** START SOURCE MATERIAL **

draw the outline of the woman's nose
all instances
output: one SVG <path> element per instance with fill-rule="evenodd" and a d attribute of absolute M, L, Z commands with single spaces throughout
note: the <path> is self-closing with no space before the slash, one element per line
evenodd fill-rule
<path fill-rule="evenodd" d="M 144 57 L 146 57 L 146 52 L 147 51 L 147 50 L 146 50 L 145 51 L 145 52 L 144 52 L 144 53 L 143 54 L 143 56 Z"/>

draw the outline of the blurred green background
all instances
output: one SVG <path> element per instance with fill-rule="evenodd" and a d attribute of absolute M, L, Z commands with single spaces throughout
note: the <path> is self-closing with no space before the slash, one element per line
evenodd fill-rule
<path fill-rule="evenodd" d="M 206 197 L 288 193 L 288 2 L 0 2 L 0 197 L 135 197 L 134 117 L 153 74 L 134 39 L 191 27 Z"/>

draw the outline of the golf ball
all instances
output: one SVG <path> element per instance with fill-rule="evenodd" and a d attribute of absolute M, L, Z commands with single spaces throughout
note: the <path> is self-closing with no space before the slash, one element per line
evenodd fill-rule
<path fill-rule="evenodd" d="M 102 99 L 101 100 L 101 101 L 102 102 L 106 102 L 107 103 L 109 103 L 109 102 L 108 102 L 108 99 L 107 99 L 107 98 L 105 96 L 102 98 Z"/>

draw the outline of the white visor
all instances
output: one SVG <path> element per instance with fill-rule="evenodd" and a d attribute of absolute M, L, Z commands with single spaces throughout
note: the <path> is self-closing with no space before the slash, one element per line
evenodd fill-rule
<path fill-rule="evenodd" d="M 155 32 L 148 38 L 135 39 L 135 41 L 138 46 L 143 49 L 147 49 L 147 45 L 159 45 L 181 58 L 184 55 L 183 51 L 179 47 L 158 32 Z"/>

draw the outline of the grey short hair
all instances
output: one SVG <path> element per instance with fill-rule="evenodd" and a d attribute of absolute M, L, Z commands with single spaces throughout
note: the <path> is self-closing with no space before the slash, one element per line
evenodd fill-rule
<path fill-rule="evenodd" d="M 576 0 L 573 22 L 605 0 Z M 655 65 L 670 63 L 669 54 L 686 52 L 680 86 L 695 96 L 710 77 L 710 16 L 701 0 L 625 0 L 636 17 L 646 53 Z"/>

** END SOURCE MATERIAL **

WHAT NEEDS TO BE DONE: Print the entire listing above again, line for line, with no changes.

FULL OUTPUT:
draw the outline of the woman's nose
all instances
output: one SVG <path> element per instance with fill-rule="evenodd" and a d attribute of absolute M, L, Z commands with single spaces throughout
note: the <path> is self-closing with no space before the slash, one element per line
evenodd fill-rule
<path fill-rule="evenodd" d="M 144 57 L 146 57 L 146 52 L 147 51 L 147 50 L 146 50 L 145 51 L 145 52 L 144 52 L 144 53 L 143 54 L 143 56 Z"/>

draw the outline of the blurred green background
all instances
output: one SVG <path> element per instance with fill-rule="evenodd" and a d attribute of absolute M, L, Z commands with single spaces throughout
note: the <path> is self-closing with no space before the slash, one element per line
evenodd fill-rule
<path fill-rule="evenodd" d="M 206 197 L 288 193 L 288 2 L 0 2 L 0 197 L 135 197 L 134 117 L 153 74 L 134 39 L 191 27 Z"/>

draw the outline of the golf ball
all instances
output: one SVG <path> element per instance with fill-rule="evenodd" and a d attribute of absolute M, L, Z commands with single spaces throughout
note: the <path> is self-closing with no space before the slash, one element per line
evenodd fill-rule
<path fill-rule="evenodd" d="M 102 99 L 101 100 L 101 101 L 102 102 L 106 102 L 107 103 L 109 103 L 109 102 L 108 102 L 108 99 L 107 99 L 107 98 L 105 96 L 102 98 Z"/>

draw the outline of the white visor
all instances
output: one SVG <path> element per instance with fill-rule="evenodd" and a d attribute of absolute M, L, Z commands with single spaces throughout
note: the <path> is self-closing with no space before the slash, one element per line
evenodd fill-rule
<path fill-rule="evenodd" d="M 155 32 L 148 38 L 135 39 L 135 41 L 138 46 L 143 49 L 147 49 L 147 45 L 159 45 L 181 58 L 184 55 L 183 51 L 179 47 L 158 32 Z"/>

draw the outline of the grey short hair
all instances
output: one SVG <path> element per instance with fill-rule="evenodd" and a d attribute of absolute M, L, Z commands with single spaces throughout
note: the <path> is self-closing with no space before the slash, one element per line
evenodd fill-rule
<path fill-rule="evenodd" d="M 576 0 L 573 22 L 605 0 Z M 655 65 L 670 63 L 669 54 L 686 52 L 680 86 L 695 96 L 710 77 L 710 16 L 701 0 L 625 0 L 636 17 L 646 53 Z"/>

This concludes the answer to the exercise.